Brief: Rewrite the stretch of lines from the one containing "point: bare arm" through the one containing "Target: store shelf", both included, as a JSON list of strings with one string per line and no blank lines.

Data listing:
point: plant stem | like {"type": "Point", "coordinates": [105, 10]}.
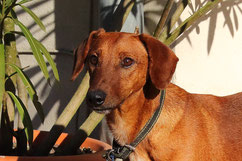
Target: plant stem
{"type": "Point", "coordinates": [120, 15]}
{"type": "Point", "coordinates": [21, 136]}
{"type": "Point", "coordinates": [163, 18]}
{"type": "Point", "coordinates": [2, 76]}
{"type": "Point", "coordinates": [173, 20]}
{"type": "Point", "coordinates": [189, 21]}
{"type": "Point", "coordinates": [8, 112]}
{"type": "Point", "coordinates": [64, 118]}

...

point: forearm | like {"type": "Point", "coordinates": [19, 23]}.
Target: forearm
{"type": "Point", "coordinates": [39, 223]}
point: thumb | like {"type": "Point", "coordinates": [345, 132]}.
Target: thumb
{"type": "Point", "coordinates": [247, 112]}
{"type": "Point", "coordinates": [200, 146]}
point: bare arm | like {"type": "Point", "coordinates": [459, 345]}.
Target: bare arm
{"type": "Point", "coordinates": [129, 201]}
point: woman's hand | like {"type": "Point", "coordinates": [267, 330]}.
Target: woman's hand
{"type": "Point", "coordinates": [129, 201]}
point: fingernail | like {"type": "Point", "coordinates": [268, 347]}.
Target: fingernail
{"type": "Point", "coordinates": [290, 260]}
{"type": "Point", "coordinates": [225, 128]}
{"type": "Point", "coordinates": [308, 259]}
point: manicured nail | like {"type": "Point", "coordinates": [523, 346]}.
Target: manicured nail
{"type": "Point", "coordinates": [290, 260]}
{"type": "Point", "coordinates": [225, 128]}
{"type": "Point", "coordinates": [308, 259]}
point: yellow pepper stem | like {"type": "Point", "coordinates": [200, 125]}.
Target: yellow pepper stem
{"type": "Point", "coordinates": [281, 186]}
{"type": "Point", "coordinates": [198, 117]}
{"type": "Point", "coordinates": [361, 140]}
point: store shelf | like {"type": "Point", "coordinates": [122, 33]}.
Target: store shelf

The result:
[
  "point: bare arm | like {\"type\": \"Point\", \"coordinates\": [459, 345]}.",
  "Target: bare arm",
  "{\"type\": \"Point\", \"coordinates\": [129, 201]}",
  "point: woman's hand | like {\"type\": \"Point\", \"coordinates\": [267, 330]}.",
  "Target: woman's hand",
  "{\"type\": \"Point\", \"coordinates\": [129, 201]}",
  "point: fingernail | like {\"type\": \"Point\", \"coordinates\": [268, 347]}.",
  "Target: fingernail",
  "{\"type\": \"Point\", \"coordinates\": [290, 260]}",
  "{\"type\": \"Point\", \"coordinates\": [225, 128]}",
  "{\"type\": \"Point\", \"coordinates\": [308, 259]}",
  "point: manicured nail | like {\"type\": \"Point\", \"coordinates\": [523, 346]}.",
  "Target: manicured nail",
  "{\"type\": \"Point\", \"coordinates\": [290, 260]}",
  "{\"type\": \"Point\", \"coordinates\": [225, 128]}",
  "{\"type\": \"Point\", \"coordinates\": [308, 259]}",
  "point: yellow pepper stem | like {\"type\": \"Point\", \"coordinates\": [200, 125]}.",
  "Target: yellow pepper stem",
  "{\"type\": \"Point\", \"coordinates\": [281, 186]}",
  "{\"type\": \"Point\", \"coordinates\": [198, 117]}",
  "{\"type\": \"Point\", \"coordinates\": [361, 140]}",
  "point: store shelf | like {\"type\": \"Point\", \"coordinates\": [122, 33]}.",
  "Target: store shelf"
]